→ **Dataset entries**:
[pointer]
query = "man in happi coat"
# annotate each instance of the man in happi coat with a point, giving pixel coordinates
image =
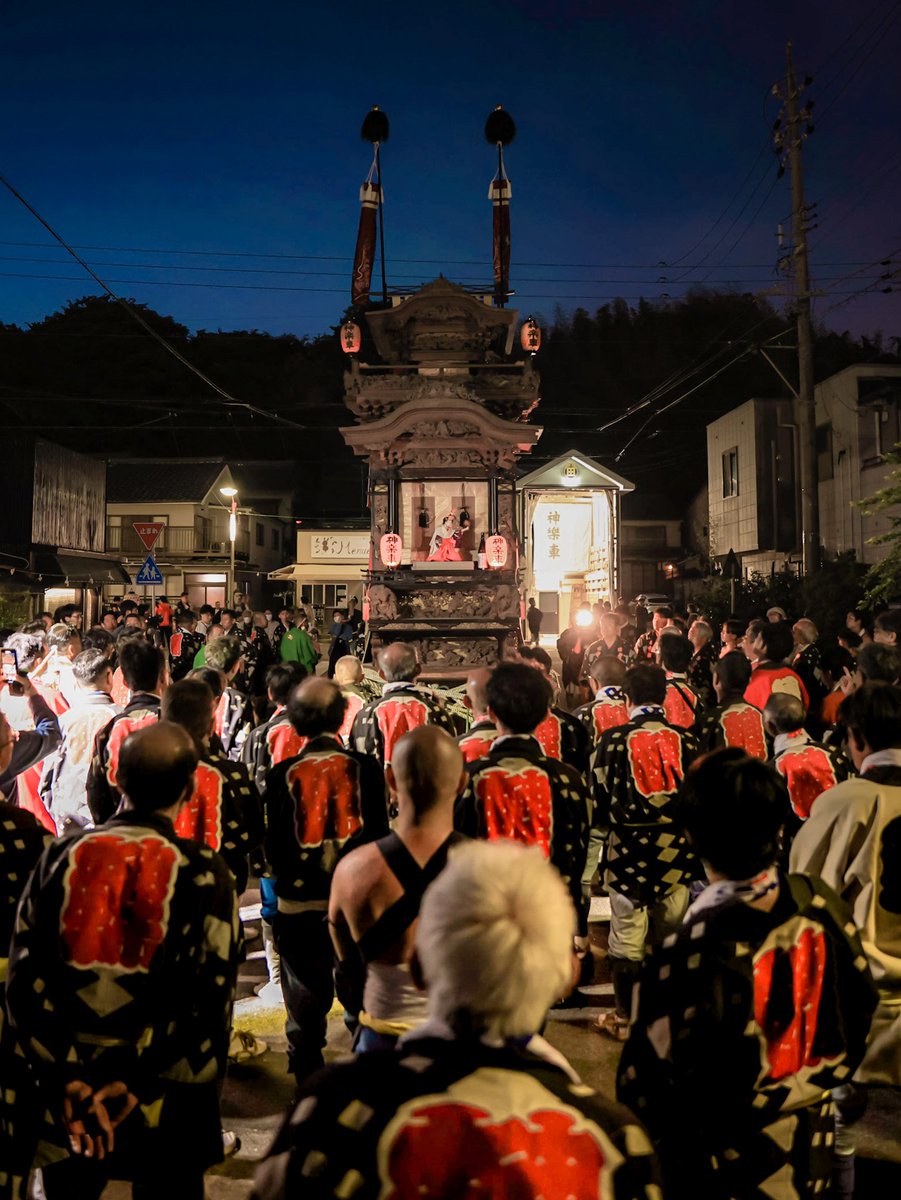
(608, 707)
(732, 721)
(808, 767)
(224, 810)
(648, 865)
(479, 737)
(145, 671)
(748, 1017)
(473, 1102)
(22, 841)
(128, 935)
(318, 805)
(276, 739)
(401, 707)
(518, 792)
(852, 841)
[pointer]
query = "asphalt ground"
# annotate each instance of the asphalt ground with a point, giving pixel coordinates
(258, 1093)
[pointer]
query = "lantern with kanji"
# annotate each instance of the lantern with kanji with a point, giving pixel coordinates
(350, 337)
(530, 336)
(390, 550)
(496, 551)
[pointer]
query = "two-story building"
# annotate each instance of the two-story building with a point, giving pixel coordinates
(752, 477)
(331, 561)
(193, 552)
(52, 531)
(652, 544)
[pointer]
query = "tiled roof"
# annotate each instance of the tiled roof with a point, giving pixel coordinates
(155, 480)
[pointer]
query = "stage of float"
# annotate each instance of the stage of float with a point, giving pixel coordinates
(442, 420)
(570, 515)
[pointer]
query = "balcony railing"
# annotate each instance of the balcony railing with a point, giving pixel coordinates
(176, 540)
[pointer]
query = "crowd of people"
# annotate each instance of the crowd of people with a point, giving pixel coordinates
(736, 793)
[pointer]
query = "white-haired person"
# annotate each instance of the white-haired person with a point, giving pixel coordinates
(473, 1102)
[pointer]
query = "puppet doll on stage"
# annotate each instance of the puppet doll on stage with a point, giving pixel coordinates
(444, 546)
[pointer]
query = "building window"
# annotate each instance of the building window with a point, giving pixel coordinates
(643, 535)
(730, 472)
(824, 453)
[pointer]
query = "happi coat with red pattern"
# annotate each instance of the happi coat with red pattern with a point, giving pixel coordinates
(318, 805)
(637, 769)
(401, 707)
(605, 712)
(103, 795)
(452, 1117)
(224, 813)
(742, 1024)
(122, 967)
(274, 742)
(734, 724)
(520, 793)
(808, 768)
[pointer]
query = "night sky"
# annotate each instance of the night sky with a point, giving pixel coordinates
(643, 138)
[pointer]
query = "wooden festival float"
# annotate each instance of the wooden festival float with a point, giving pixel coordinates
(442, 391)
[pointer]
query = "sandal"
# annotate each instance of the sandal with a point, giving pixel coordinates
(612, 1025)
(242, 1045)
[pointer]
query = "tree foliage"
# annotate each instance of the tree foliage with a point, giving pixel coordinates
(883, 580)
(91, 378)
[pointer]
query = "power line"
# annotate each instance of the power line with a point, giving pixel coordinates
(136, 316)
(348, 258)
(874, 36)
(271, 287)
(269, 270)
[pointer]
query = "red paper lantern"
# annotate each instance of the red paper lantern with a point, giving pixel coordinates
(530, 336)
(350, 337)
(496, 551)
(390, 550)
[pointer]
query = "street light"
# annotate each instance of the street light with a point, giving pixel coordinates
(232, 492)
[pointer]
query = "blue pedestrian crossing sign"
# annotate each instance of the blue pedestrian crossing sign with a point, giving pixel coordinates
(149, 574)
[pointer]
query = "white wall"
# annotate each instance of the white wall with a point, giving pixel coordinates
(733, 520)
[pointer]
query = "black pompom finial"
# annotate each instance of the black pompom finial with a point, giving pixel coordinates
(499, 127)
(374, 126)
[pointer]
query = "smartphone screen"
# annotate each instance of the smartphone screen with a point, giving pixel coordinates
(11, 665)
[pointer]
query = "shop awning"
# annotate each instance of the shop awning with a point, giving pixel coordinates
(78, 569)
(295, 571)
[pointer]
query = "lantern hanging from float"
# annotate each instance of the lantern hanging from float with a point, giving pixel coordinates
(530, 336)
(496, 551)
(350, 337)
(390, 550)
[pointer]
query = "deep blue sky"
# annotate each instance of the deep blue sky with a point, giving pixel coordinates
(234, 127)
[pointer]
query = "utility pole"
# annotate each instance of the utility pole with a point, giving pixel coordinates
(797, 130)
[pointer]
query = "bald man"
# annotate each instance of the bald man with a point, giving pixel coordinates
(22, 841)
(318, 804)
(476, 741)
(136, 979)
(401, 707)
(377, 889)
(808, 767)
(349, 677)
(608, 706)
(806, 663)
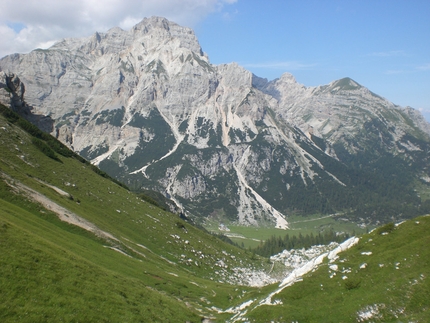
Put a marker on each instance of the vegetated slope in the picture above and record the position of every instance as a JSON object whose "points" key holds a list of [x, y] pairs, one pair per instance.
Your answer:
{"points": [[384, 278], [112, 256], [148, 107]]}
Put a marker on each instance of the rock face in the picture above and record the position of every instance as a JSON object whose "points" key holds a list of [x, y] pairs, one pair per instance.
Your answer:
{"points": [[12, 96], [148, 107]]}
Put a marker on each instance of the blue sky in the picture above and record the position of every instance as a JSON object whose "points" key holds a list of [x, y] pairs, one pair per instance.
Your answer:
{"points": [[382, 44]]}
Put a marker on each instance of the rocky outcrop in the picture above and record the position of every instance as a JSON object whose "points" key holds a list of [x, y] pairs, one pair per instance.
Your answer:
{"points": [[12, 96], [147, 106]]}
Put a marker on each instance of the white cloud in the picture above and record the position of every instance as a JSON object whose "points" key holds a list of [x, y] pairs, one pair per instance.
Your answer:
{"points": [[289, 65], [42, 22], [425, 67]]}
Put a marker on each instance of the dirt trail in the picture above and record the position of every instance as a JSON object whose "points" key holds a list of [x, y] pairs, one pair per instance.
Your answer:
{"points": [[62, 213]]}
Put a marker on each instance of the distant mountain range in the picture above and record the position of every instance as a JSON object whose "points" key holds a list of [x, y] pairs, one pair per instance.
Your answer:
{"points": [[148, 107]]}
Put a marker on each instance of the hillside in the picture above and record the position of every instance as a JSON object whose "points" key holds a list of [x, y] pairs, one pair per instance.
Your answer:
{"points": [[77, 246]]}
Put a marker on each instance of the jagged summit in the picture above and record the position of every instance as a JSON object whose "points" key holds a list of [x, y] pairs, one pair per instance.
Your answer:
{"points": [[147, 106], [344, 84]]}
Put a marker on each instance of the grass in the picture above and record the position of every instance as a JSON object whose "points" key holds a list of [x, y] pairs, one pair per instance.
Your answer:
{"points": [[394, 282], [52, 271], [252, 236], [153, 271]]}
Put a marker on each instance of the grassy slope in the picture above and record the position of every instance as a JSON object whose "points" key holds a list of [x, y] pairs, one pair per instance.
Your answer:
{"points": [[52, 271], [395, 282]]}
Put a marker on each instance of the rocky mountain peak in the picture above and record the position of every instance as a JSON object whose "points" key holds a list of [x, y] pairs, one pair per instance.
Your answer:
{"points": [[147, 106]]}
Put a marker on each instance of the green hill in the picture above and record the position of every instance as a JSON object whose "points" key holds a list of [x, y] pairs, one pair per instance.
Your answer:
{"points": [[119, 259], [384, 278]]}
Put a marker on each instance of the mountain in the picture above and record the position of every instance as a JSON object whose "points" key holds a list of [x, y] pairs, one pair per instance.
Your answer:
{"points": [[148, 107], [76, 246]]}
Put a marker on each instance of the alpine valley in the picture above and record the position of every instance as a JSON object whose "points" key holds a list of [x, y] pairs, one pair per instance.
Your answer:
{"points": [[147, 107], [83, 244]]}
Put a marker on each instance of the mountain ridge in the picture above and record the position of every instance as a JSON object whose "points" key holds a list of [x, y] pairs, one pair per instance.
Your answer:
{"points": [[148, 107]]}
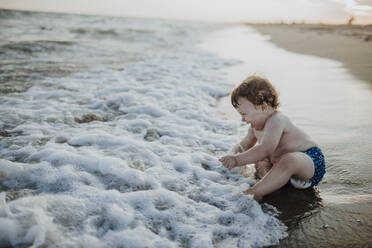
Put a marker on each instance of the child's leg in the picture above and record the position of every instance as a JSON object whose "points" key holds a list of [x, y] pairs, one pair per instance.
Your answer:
{"points": [[296, 164], [262, 167]]}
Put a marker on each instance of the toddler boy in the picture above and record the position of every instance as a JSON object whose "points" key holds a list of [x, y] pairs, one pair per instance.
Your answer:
{"points": [[283, 151]]}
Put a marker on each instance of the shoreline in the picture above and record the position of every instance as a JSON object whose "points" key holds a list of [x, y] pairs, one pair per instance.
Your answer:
{"points": [[349, 44], [315, 218]]}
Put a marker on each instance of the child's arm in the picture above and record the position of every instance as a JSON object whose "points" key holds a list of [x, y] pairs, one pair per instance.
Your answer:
{"points": [[246, 143], [273, 131], [270, 140]]}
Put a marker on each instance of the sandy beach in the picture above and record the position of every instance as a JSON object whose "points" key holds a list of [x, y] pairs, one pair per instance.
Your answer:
{"points": [[323, 93], [349, 44]]}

→ **Task details**:
From the line holding "Put a marker on each instance of the shoreline" down to the final line above, quote every line exactly and only those lines.

→ **Complete response**:
Put a marker on each instance of the shoreline in the picture above and record the position of every instance as a JSON object whose "points" key holds a list of [x, y] pairs, one pair per instance.
Your answer:
{"points": [[349, 44], [315, 218]]}
Put a marker on each instance of the child's arm in the picture above and record the position of every instance as a JSON object whose "points" key holds a list of [x, y] pairs, one pair per instance.
Your answer:
{"points": [[246, 143], [273, 131], [270, 140]]}
Put a marker on each instance of the sandy beach in the picture above and record the position of every instance as a JSON object whose "points" key holds a list of [x, y] pairs, one pair per instance.
Your answer:
{"points": [[323, 93], [349, 44]]}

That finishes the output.